*Testo*
________

PURICELLI, Piero
PURICELLI, Piero. – Nacque a Milano il 4 aprile 1883, da Angelo, imprenditore del settore stradale, e da Carlotta Combi.
Laureatosi nel 1906 in ingegneria meccanica presso la Eidgenössische Technische Hochschule (Politecnico federale) di Zurigo, rientrò a Milano e si inserì nell’azienda di famiglia. Nel 1910 sposò Antonietta Tosi, erede del fondatore della Franco Tosi, dal matrimonio con la quale nacque il figlio Franco.
Nel 1914 Piero fondò la nuova Società Puricelli strade e cave che, durante la prima guerra mondiale, collaborò con il Genio militare, fornendo all’esercito compressori e altri strumenti per le lavorazioni stradali, costruiti nella sua officina di Sesto San Giovanni. Negli stessi anni fu socio influente del Touring Club Italiano, nel cui ambito creò l’Istituto sperimentale stradale (1918), e partecipò alla commissione sportiva del Reale automobile club d’Italia (1922).
Nato nel 1894, il Touring contava cinquecentomila iscritti negli anni Venti e, sotto la guida di Luigi Vittorio Bertarelli, costituì un simbolo della modernizzazione del Paese promuovendo, fra l’altro, il turismo automobilistico attraverso la pubblicazione di guide geografiche e stradali delle regioni italiane e delle colonie.
Nel 1922 Puricelli costruì l’autodromo di Monza, progettato dall’architetto Alfredo Rosselli e, nello stesso anno, entrò nella giunta esecutiva dell’Ente fiera di Milano. Agli inizi degli anni Venti ideò il programma di costruzione delle autostrade: moderne arterie a scorrimento veloce con pagamento del pedaggio e, nel marzo del 1922, presentò il progetto della Milano-Laghi al Touring Club, divenuto operativo in novembre dopo un suo incontro risolutivo con il nuovo presidente del Consiglio, Benito Mussolini. Nel febbraio del 1923 entrò a far parte del Consiglio superiore dei Lavori pubblici. Per eseguire il programma fu creata la Società Autostrade. I lavori iniziarono nel marzo del 1923 e finirono nel settembre del 1925. Alla prima opera seguirono la Milano-Bergamo-Brescia, la Napoli-Pompei, la Roma-Ostia, la Firenze-Mare e la Padova-Mestre. Le società private ottennero la concessione per cinquant’anni, ma la crisi economica accelerò il riscatto allo Stato fin dal 1933. La gestione fu affidata all’Azienda autonoma delle strade statali (AASS), istituita nel 1928, cui fu appaltata anche la camionale Genova-Serravalle, l’ultima autostrada dell’era fascista inaugurata il 28 ottobre 1935.

________

*Istruzioni*
A - Elenca tutte le autostrade nominate nel testo su Piero Puricelli nella frase che comincia con «Alla prima opera seguirono».
B - Prosegui il testo su Piero Puricelli dal punto in cui si interrompe.
Le righe qui sotto sono materiale separato dal testo.

*Dati*
________

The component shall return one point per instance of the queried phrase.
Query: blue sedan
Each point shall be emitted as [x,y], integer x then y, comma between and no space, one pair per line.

________

*Risposte*
A - Milano-Bergamo-Brescia, Napoli-Pompei, Roma-Ostia, Firenze-Mare, Padova-Mestre.

B -
Puricelli è indissolubilmente legato al mito della modernità e della velocità, concepito dal duce (e dal futurismo) per rappresentare idealmente la rapidità del tempo nuovo plasmato dalla rivoluzione fascista, ed evidenziare la lontananza siderale della rinnovata Italia, forgiata dalla Grande Guerra e dalla lotta per la conquista del potere, da quella vecchia dell’età liberale. Come scrisse il Popolo d’Italia, egli incarnava l’autentico italiano dei tempi moderni. Rappresentò idealmente quel nuovo modello di ingegnere descritto da Alberto Mondini come «uomo tipo del XX secolo» (Calcagno, 1996, p. 320), entrando a pieno diritto in quella schiera di tecnocrati (Alberto Beneduce, Oscar Sinigaglia, Agostino Rocca, Marcello Piacentini) che abbracciarono il fascismo come lo strumento più efficace per modernizzare le strutture economiche del Paese. Fu il rapido esecutore di quel ‘piano di rinascita stradale’ che avrebbe dovuto operare una trasformazione integrale delle principali vie di comunicazione del Paese, traducendo tecnicamente e materialmente la volontà del duce di portare l’Italia nel XX secolo. L’autostrada fu il suo capolavoro. Ne parlò anche Antonio Gramsci, nei Quaderni del carcere, coniando il neologismo puricellismo per definire la moda (lui scrisse «mania») delle «dispendiosissime» nuove vie di comunicazione (Gramsci, 1977, pp. 249 s.).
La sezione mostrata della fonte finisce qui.